▶ **Aim of the exercise**:
Below is a block of records: output all of them exactly and leave out the pictures.

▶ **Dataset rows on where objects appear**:
_ _ _ _ _ _ _
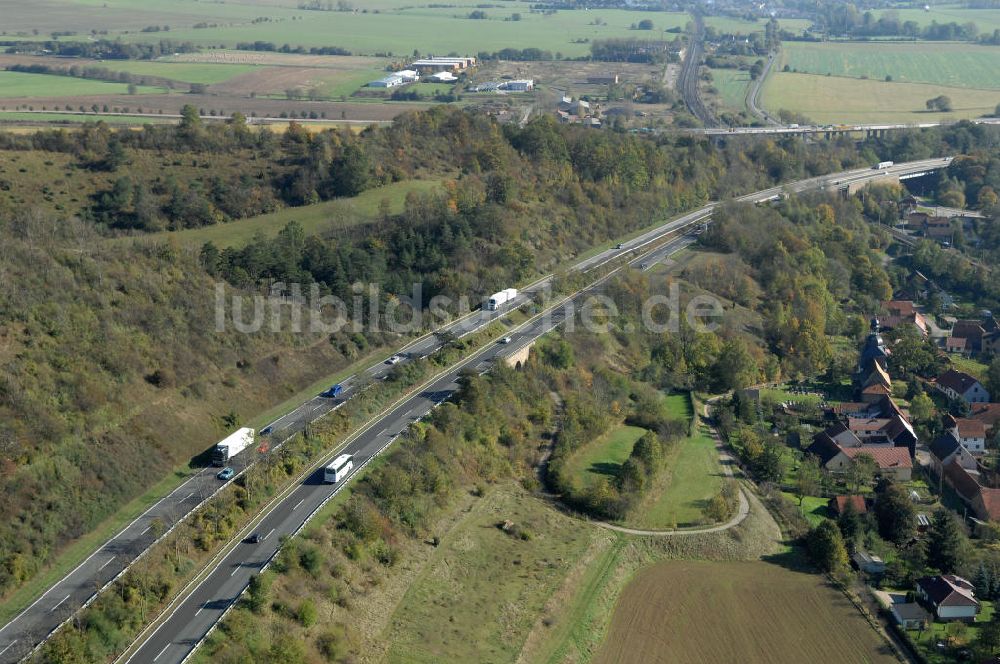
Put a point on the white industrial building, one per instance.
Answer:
(443, 64)
(522, 85)
(390, 81)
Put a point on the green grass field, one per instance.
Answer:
(732, 85)
(987, 20)
(693, 476)
(314, 218)
(25, 116)
(188, 72)
(752, 612)
(833, 99)
(737, 26)
(345, 83)
(481, 593)
(400, 31)
(604, 456)
(950, 64)
(14, 84)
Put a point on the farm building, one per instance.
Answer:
(443, 77)
(390, 81)
(431, 65)
(950, 597)
(910, 615)
(606, 79)
(526, 85)
(868, 563)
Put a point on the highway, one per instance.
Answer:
(193, 617)
(687, 81)
(18, 637)
(825, 129)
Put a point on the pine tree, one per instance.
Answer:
(946, 542)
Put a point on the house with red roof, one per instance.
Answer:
(950, 597)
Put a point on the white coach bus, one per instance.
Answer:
(339, 469)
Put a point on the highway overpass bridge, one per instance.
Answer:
(828, 131)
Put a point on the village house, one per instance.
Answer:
(971, 434)
(947, 449)
(987, 413)
(983, 501)
(891, 462)
(902, 312)
(950, 597)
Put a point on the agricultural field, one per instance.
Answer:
(25, 117)
(750, 612)
(732, 86)
(479, 595)
(833, 99)
(396, 28)
(738, 26)
(948, 64)
(178, 71)
(16, 85)
(317, 218)
(987, 20)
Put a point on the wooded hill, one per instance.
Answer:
(111, 372)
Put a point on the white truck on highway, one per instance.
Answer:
(232, 445)
(338, 469)
(497, 300)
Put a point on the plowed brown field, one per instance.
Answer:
(707, 612)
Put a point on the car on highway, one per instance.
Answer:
(333, 391)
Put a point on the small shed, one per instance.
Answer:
(868, 563)
(910, 615)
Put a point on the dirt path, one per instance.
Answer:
(727, 461)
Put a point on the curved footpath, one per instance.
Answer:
(728, 461)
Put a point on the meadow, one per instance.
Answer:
(15, 85)
(681, 491)
(834, 99)
(739, 26)
(395, 28)
(479, 595)
(693, 476)
(750, 612)
(604, 456)
(181, 71)
(732, 86)
(987, 20)
(950, 64)
(315, 218)
(78, 118)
_ _ _ _ _ _ _
▶ **Problem solution**:
Put a point on the white industrial building, one per instance.
Answer:
(443, 64)
(522, 85)
(390, 81)
Put a point on the green grass field, one per instance.
Answer:
(732, 85)
(987, 20)
(693, 476)
(314, 218)
(25, 116)
(188, 72)
(752, 612)
(833, 99)
(737, 26)
(345, 83)
(481, 593)
(400, 31)
(604, 456)
(950, 64)
(14, 84)
Put a point on the farm building, one per instance.
Answer:
(443, 77)
(390, 81)
(431, 65)
(950, 597)
(910, 615)
(606, 79)
(526, 85)
(868, 563)
Put a point on the highway, one per instance.
Answer:
(193, 617)
(687, 81)
(18, 637)
(825, 129)
Put a point on the pine tree, one per instance.
Answer:
(946, 542)
Put a point on the house with red roof, one per instance.
Answer:
(950, 597)
Put a point on the white coach bus, one per instance.
Answer:
(339, 469)
Put a point on the highway overpass bridge, one per instance.
Answer:
(828, 131)
Put a point on the village house, one per instance.
Answer:
(971, 434)
(947, 449)
(987, 413)
(983, 501)
(891, 462)
(902, 312)
(950, 597)
Put a point on the agricultural field, one per instance.
Answer:
(25, 117)
(750, 612)
(732, 86)
(479, 595)
(833, 99)
(396, 28)
(738, 26)
(948, 64)
(178, 71)
(16, 85)
(317, 218)
(987, 20)
Put a point on the wooded hill, one per instance.
Answer:
(111, 372)
Put a point on the white truck on highway, one per instance.
Answer:
(232, 445)
(338, 469)
(497, 300)
Put a point on the plowed brown field, one per instance.
Answer:
(707, 612)
Put a point on the car on highway, one per instance.
Answer:
(333, 391)
Put a point on the small shed, one per instance.
Answer:
(868, 563)
(910, 615)
Put a point on the dirt path, one per instance.
Answer:
(727, 461)
Put a point on the curved footpath, one per instance.
Answer:
(728, 461)
Put a point on the meadow, one per instance.
Answer:
(15, 85)
(681, 491)
(834, 99)
(739, 26)
(395, 28)
(479, 595)
(693, 476)
(750, 612)
(604, 456)
(181, 71)
(732, 86)
(987, 20)
(950, 64)
(315, 218)
(78, 118)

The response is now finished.